▶ _What needs to be done_
Extract all of the entries and set them down verbatim.

Saved entries
--- begin ---

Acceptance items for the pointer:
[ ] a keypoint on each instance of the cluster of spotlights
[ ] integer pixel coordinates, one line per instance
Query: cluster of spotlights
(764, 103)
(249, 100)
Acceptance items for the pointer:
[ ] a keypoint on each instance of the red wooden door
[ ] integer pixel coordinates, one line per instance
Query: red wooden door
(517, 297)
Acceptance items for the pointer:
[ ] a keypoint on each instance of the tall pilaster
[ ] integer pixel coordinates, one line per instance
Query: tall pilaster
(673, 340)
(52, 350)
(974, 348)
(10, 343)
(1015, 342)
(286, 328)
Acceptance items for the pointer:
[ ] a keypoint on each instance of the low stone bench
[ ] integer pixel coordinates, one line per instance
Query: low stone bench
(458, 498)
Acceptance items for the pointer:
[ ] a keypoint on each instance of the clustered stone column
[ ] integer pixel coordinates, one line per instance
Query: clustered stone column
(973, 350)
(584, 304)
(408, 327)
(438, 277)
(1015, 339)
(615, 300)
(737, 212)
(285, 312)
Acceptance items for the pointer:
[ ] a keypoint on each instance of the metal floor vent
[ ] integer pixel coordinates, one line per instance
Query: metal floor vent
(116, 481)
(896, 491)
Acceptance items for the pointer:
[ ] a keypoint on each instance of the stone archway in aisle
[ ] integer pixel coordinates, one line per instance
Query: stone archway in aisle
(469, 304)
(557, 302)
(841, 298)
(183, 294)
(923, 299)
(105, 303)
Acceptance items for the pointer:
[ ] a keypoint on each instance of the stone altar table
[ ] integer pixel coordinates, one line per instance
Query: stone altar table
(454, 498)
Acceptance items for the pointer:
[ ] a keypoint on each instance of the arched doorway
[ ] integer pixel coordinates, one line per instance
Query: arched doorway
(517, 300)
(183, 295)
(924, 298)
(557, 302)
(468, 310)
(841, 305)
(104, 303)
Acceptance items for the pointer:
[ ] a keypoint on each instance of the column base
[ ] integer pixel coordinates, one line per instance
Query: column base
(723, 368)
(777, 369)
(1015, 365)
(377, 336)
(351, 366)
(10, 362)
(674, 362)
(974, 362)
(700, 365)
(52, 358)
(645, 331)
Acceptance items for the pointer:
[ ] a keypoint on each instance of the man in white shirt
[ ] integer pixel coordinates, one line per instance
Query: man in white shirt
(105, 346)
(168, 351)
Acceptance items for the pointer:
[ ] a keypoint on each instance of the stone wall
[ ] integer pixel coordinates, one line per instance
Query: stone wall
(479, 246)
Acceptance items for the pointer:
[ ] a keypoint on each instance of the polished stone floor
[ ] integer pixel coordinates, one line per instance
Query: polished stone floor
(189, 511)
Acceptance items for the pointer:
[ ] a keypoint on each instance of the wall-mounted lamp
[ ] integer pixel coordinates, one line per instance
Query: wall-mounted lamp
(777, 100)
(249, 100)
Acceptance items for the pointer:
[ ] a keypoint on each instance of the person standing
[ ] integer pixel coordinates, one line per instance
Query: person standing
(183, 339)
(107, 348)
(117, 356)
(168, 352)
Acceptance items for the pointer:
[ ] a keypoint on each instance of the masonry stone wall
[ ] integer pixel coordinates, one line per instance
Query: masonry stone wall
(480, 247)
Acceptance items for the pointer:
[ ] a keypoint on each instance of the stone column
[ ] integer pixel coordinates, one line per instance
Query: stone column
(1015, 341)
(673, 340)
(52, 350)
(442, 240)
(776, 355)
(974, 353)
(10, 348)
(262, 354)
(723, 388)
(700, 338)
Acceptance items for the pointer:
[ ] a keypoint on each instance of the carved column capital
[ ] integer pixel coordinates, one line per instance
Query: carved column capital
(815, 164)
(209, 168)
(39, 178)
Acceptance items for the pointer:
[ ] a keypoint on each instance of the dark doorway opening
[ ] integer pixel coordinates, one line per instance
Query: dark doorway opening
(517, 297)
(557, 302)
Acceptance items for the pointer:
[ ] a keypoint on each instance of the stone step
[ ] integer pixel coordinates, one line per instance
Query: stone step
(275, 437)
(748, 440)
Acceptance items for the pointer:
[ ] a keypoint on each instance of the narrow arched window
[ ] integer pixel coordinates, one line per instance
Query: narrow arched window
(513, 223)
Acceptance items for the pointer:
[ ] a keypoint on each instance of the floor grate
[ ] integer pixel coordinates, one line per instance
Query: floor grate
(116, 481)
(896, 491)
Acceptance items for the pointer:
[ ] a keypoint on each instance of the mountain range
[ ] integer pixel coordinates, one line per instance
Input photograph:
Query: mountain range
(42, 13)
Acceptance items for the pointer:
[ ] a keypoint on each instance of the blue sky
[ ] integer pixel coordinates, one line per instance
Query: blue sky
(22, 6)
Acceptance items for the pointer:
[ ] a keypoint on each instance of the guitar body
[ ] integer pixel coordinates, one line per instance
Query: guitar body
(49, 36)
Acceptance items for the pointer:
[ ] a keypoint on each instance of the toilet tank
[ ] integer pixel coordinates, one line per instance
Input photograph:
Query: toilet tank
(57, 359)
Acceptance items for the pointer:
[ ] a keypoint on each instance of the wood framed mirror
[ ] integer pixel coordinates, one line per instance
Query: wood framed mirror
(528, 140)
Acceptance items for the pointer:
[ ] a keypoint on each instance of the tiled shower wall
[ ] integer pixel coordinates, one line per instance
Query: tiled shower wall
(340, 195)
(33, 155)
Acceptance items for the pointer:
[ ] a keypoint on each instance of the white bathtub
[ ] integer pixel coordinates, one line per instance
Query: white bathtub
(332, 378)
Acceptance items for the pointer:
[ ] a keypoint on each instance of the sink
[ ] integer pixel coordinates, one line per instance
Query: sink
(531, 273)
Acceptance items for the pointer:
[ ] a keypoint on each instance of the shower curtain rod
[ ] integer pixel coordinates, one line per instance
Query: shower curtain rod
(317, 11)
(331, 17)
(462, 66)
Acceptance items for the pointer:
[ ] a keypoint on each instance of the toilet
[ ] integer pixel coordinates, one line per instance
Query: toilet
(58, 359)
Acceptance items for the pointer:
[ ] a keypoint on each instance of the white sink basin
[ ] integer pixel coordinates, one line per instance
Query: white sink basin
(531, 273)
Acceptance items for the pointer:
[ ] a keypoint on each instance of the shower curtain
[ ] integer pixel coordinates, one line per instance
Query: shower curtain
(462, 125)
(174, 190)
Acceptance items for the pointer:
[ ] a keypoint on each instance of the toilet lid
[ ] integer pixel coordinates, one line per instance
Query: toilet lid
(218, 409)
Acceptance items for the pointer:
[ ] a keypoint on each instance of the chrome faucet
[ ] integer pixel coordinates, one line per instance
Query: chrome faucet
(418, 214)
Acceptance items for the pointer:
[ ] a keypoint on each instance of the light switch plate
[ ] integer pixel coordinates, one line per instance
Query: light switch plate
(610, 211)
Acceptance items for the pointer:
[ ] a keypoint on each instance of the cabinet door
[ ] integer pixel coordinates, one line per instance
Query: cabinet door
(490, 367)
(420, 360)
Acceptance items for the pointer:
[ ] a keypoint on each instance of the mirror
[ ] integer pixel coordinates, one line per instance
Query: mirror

--- end ---

▶ _Result of the exercise_
Acceptance items for the pointer:
[ ] a keypoint on each instance of the cluster of spotlights
[ ] integer pixel coordinates, one line per instance
Query: cluster of spotlights
(764, 103)
(249, 100)
Acceptance items for the pointer:
[ ] a keypoint on each instance of the red wooden door
[ ] integer pixel coordinates, one line per instance
Query: red wooden door
(517, 297)
Acceptance items for the pointer:
[ ] a keypoint on each instance of the tall pilaster
[ ] integer pixel coordinates, one line per instance
Query: tall pilaster
(673, 340)
(52, 350)
(974, 348)
(10, 343)
(1015, 342)
(286, 328)
Acceptance items for the pointer:
[ ] a keypoint on each instance of the low stone bench
[ ] integer pixel coordinates, one line per instance
Query: low stone bench
(458, 498)
Acceptance items for the pointer:
[ ] a keypoint on each instance of the clustered stone column
[ ] integer pixel coordinates, one line per instance
Query: clustered stone column
(973, 350)
(584, 304)
(408, 327)
(438, 277)
(1015, 339)
(615, 300)
(737, 212)
(285, 312)
Acceptance items for the pointer:
[ ] a keypoint on each instance of the metal floor vent
[ ] integer pixel coordinates, one line per instance
Query: metal floor vent
(116, 481)
(896, 491)
Acceptance items for the pointer:
[ ] a keypoint on each instance of the stone archway in aisle
[ ] integer pixel coordinates, one line per instance
Query: stone archway in aisle
(469, 304)
(557, 302)
(841, 298)
(183, 294)
(923, 299)
(105, 303)
Acceptance items for the pointer:
[ ] a keypoint on each instance of the stone altar table
[ ] integer pixel coordinates, one line per instance
Query: stone altar table
(454, 498)
Acceptance items for the pointer:
[ ] a keypoint on each instance of the arched doorway
[ ] integer pixel coordinates, one line per instance
Query: arched doorway
(517, 300)
(183, 295)
(924, 298)
(557, 302)
(468, 310)
(841, 305)
(104, 303)
Acceptance items for the pointer:
[ ] a keypoint on each instance of the column base
[ ] integer pixel coordinates, one line per instance
Query: column base
(723, 368)
(777, 369)
(1015, 365)
(377, 336)
(351, 366)
(10, 362)
(674, 362)
(974, 362)
(700, 365)
(52, 358)
(645, 331)
Acceptance items for the pointer:
[ ] a keypoint on each instance of the man in white shirt
[ ] integer pixel coordinates, one line per instance
Query: man in white shirt
(105, 346)
(168, 351)
Acceptance items for the pointer:
[ ] a keypoint on each instance of the stone wall
[ ] integer pixel coordinates, one line per instance
Query: stone wall
(479, 246)
Acceptance items for the pointer:
[ ] a keypoint on each instance of the polished stone floor
[ ] integer pixel coordinates, one line per instance
Query: polished stone floor
(189, 511)
Acceptance items for the pointer:
[ ] a keypoint on each instance of the wall-mounted lamp
[ ] integer pixel coordinates, one line per instance
Query: wall-mounted lamp
(777, 100)
(249, 100)
Acceptance items for the pointer:
[ ] a keypoint on each instance of the person standing
[ ] integer pixel coordinates, one line per instance
Query: person standing
(183, 339)
(107, 348)
(117, 356)
(168, 352)
Acceptance items for the pointer:
[ ] a keypoint on each instance of the masonry stone wall
[ ] integer pixel coordinates, one line per instance
Query: masonry stone wall
(480, 247)
Acceptance items for the pointer:
[ ] a keypoint on each instance of the stone column
[ ] integer pixel coordinates, one line per instance
Query: stone column
(1015, 341)
(673, 340)
(52, 350)
(442, 240)
(776, 355)
(974, 353)
(10, 348)
(262, 354)
(723, 388)
(700, 338)
Acceptance items for the pointer:
[ ] a keypoint on each instance of the carved column capital
[ ] integer pixel coordinates, one line per instance
Query: carved column capital
(815, 164)
(209, 168)
(39, 178)
Acceptance items for the pointer:
[ ] a keypoint on each instance of the dark doorway opening
[ ] integer pixel coordinates, one line per instance
Query: dark doorway opening
(517, 297)
(557, 302)
Acceptance items for the pointer:
[ ] a keypoint on each instance of the stone step
[ ] integer pixel coordinates, one line per instance
Query: stone step
(275, 437)
(748, 440)
Acceptance items for the pointer:
[ ] a keypoint on each instance of the narrow arched window
[ ] integer pixel coordinates, one line per instance
Query: narrow arched window
(513, 223)
Acceptance items for the pointer:
[ ] a keypoint on each instance of the floor grate
[ ] integer pixel coordinates, one line per instance
Query: floor grate
(116, 481)
(896, 491)
Acceptance items for the pointer:
[ ] a keypoint on each instance of the mountain range
[ ] integer pixel coordinates, one line per instance
Input photograph:
Query: mountain range
(42, 13)
Acceptance items for the pointer:
[ ] a keypoint on each instance of the blue sky
[ ] integer pixel coordinates, one line per instance
Query: blue sky
(22, 6)
Acceptance items for the pointer:
[ ] a keypoint on each instance of the guitar body
[ ] integer pixel coordinates, one line per instance
Query: guitar body
(49, 36)
Acceptance items for the pointer:
[ ] a keypoint on each instance of the toilet tank
[ ] integer pixel coordinates, one line per instance
Input photograph:
Query: toilet tank
(57, 359)
Acceptance items for the pointer:
[ ] a keypoint on each instance of the wood framed mirror
[ ] integer pixel coordinates, one line per instance
Query: wood framed mirror
(528, 140)
Acceptance items for the pointer:
[ ] a keypoint on each instance of the tiled shower wall
[ ] integer pixel coordinates, one line per instance
Query: tiled shower wall
(340, 195)
(33, 155)
Acceptance items for the pointer:
[ ] a keypoint on each instance of the white bathtub
[ ] integer pixel coordinates, one line per instance
Query: white bathtub
(332, 378)
Acceptance items for the pointer:
[ ] a keypoint on each instance of the sink
[ ] integer pixel coordinates, one line per instance
Query: sink
(531, 273)
Acceptance items for the pointer:
[ ] a keypoint on each instance of the shower curtain rod
[ ] integer pixel coordinates, one line per instance
Query: shower curtain rod
(317, 11)
(331, 17)
(462, 66)
Acceptance items for the pointer:
[ ] a keypoint on each instance of the toilet
[ ] integer pixel coordinates, one line per instance
Query: toilet
(58, 359)
Acceptance items for the pointer:
[ ] a keypoint on each instance of the white sink basin
[ ] integer pixel coordinates, one line per instance
Query: white sink basin
(531, 273)
Acceptance items for the pointer:
[ ] a keypoint on each instance of the shower curtain
[ ] integer pixel coordinates, one line per instance
Query: shower curtain
(462, 125)
(174, 190)
Acceptance items for the pointer:
[ ] a keypoint on each instance of the toilet lid
[ ] integer pixel coordinates, one line per instance
Query: toilet lid
(218, 409)
Acceptance items for the pointer:
[ ] a keypoint on each instance of the chrome faucet
[ ] integer pixel coordinates, one line per instance
Query: chrome faucet
(418, 214)
Acceptance items for the pointer:
[ ] a keypoint on each instance of the light switch plate
[ ] integer pixel coordinates, one line per instance
Query: light switch plate
(610, 211)
Acceptance items for the pointer:
[ ] a keypoint on each instance of the cabinet door
[ ] integer pixel coordinates, one line per instance
Query: cabinet door
(490, 367)
(420, 360)
Acceptance items for the pointer:
[ ] a keypoint on each instance of the mirror
[ ] integer pixel coordinates, one line per instance
Query: mirror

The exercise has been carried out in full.